RECORDS SUPPLIED START

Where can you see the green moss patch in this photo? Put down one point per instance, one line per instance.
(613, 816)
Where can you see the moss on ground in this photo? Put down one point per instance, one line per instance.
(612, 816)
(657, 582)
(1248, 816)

RECORDS SUPPLIED END

▶ _EXERCISE DESCRIPTION_:
Every entry needs to be copied exactly as it was written.

▶ _ANSWER SECTION_:
Where can you see the green moss patch in this photo? Put down one point per instance, one line per instance.
(613, 816)
Where can you see the moss on ground in this photo? Put down one point per instance, one line per instance.
(612, 816)
(657, 582)
(1248, 816)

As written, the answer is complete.